╭─ Data provided

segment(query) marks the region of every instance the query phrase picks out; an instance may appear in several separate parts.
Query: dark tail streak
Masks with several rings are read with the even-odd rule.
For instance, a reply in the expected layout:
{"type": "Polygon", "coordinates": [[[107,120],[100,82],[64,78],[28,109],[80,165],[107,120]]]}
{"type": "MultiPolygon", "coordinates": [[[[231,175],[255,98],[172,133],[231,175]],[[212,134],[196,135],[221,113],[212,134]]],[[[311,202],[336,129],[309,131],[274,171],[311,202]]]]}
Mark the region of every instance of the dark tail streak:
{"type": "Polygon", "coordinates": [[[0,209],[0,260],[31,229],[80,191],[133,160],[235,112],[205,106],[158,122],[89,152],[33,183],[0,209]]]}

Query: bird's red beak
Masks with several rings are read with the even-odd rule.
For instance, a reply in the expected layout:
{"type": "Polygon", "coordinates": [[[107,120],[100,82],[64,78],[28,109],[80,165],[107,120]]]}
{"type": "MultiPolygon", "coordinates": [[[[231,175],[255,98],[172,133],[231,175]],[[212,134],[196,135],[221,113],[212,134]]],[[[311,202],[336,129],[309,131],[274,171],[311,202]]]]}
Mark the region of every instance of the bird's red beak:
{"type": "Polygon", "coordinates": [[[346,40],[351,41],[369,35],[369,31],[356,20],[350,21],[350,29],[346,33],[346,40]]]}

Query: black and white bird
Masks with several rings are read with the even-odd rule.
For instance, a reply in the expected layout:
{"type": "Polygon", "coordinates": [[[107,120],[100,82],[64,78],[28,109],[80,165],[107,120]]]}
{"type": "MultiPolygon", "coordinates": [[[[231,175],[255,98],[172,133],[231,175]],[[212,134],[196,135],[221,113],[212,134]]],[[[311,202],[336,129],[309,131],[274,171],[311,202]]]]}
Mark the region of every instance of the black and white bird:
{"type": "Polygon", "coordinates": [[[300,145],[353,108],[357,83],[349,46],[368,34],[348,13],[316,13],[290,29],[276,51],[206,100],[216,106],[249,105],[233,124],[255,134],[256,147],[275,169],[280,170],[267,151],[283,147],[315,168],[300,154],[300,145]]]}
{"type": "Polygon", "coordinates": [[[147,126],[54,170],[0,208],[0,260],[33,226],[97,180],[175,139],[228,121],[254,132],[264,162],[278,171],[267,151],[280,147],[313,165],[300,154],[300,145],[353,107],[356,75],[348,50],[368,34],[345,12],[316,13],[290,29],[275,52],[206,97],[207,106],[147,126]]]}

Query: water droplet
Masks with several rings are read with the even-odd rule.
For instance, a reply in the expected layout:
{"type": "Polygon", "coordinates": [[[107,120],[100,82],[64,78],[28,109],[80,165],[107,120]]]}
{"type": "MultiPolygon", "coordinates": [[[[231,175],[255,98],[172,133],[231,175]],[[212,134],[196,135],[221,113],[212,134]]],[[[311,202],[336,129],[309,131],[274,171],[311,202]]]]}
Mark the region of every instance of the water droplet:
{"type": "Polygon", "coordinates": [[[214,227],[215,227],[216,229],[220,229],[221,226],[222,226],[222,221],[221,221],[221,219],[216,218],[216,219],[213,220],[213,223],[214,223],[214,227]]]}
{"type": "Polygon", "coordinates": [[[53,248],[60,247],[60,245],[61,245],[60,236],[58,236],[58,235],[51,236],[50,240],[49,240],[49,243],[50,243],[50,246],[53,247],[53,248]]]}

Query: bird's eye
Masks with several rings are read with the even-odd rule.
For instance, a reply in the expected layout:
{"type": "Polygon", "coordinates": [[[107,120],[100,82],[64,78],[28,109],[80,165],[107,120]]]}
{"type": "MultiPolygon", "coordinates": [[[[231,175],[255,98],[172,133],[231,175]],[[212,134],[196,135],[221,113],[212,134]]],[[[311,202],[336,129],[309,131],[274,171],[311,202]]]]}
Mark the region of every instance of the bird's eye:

╰─

Each line above should appear again, reproduced exactly.

Exercise result:
segment(query) marks the region of every instance the query phrase picks out; an instance may appear in several separate parts.
Query: dark tail streak
Masks with several rings are read with the even-odd rule.
For instance, a reply in the expected layout:
{"type": "Polygon", "coordinates": [[[107,120],[100,82],[64,78],[28,109],[80,165],[107,120]]]}
{"type": "MultiPolygon", "coordinates": [[[[231,175],[255,98],[172,133],[231,175]],[[212,134],[196,135],[221,113],[212,134]]],[[[311,202],[336,129],[309,131],[274,171],[311,202]]]]}
Mark the region of every instance of the dark tail streak:
{"type": "Polygon", "coordinates": [[[0,209],[0,260],[31,229],[80,191],[133,160],[235,112],[205,106],[158,122],[89,152],[33,183],[0,209]]]}

Query: bird's red beak
Masks with several rings are read with the even-odd rule.
For instance, a reply in the expected layout:
{"type": "Polygon", "coordinates": [[[107,120],[100,82],[64,78],[28,109],[80,165],[107,120]]]}
{"type": "MultiPolygon", "coordinates": [[[[231,175],[255,98],[172,133],[231,175]],[[212,134],[196,135],[221,113],[212,134]]],[[[311,202],[336,129],[309,131],[274,171],[311,202]]]]}
Mark the region of every instance of the bird's red beak:
{"type": "Polygon", "coordinates": [[[346,40],[351,41],[369,35],[369,31],[356,20],[350,21],[350,29],[346,33],[346,40]]]}

Query: black and white bird
Masks with several rings are read with the even-odd rule.
For instance, a reply in the expected layout:
{"type": "Polygon", "coordinates": [[[107,120],[100,82],[64,78],[28,109],[80,165],[107,120]]]}
{"type": "MultiPolygon", "coordinates": [[[[231,175],[255,98],[172,133],[231,175]],[[212,134],[196,135],[221,113],[212,134]]],[[[311,202],[336,129],[309,131],[274,171],[311,202]]]]}
Mark the region of every instance of the black and white bird:
{"type": "Polygon", "coordinates": [[[300,145],[353,108],[357,83],[349,46],[368,34],[348,13],[316,13],[290,29],[276,51],[206,100],[216,106],[249,105],[233,124],[255,134],[256,147],[275,169],[280,170],[267,151],[283,147],[315,168],[300,154],[300,145]]]}
{"type": "Polygon", "coordinates": [[[147,126],[54,170],[0,208],[0,260],[33,226],[97,180],[175,139],[228,121],[254,132],[264,162],[278,171],[267,151],[280,147],[313,165],[300,154],[300,145],[353,107],[356,75],[348,50],[368,34],[345,12],[316,13],[290,29],[275,52],[206,97],[207,106],[147,126]]]}

Query: water droplet
Masks with several rings are read with the even-odd rule.
For instance, a reply in the expected layout:
{"type": "Polygon", "coordinates": [[[107,120],[100,82],[64,78],[28,109],[80,165],[107,120]]]}
{"type": "MultiPolygon", "coordinates": [[[[231,175],[255,98],[172,133],[231,175]],[[212,134],[196,135],[221,113],[212,134]]],[[[311,202],[336,129],[309,131],[274,171],[311,202]]]]}
Mark the region of every instance of the water droplet:
{"type": "Polygon", "coordinates": [[[214,227],[215,227],[216,229],[220,229],[221,226],[222,226],[222,221],[221,221],[221,219],[216,218],[216,219],[213,220],[213,223],[214,223],[214,227]]]}
{"type": "Polygon", "coordinates": [[[53,248],[60,247],[60,245],[61,245],[60,236],[58,236],[58,235],[51,236],[50,240],[49,240],[49,243],[50,243],[50,246],[53,247],[53,248]]]}

Query: bird's eye
Masks with several rings are read with the even-odd rule.
For instance, a reply in the expected layout:
{"type": "Polygon", "coordinates": [[[107,120],[100,82],[64,78],[28,109],[80,165],[107,120]]]}
{"type": "MultiPolygon", "coordinates": [[[[231,175],[255,98],[172,133],[231,175]],[[212,134],[196,135],[221,113],[212,134]]],[[[311,202],[336,129],[309,131],[274,171],[311,202]]]]}
Mark the region of every instance of the bird's eye:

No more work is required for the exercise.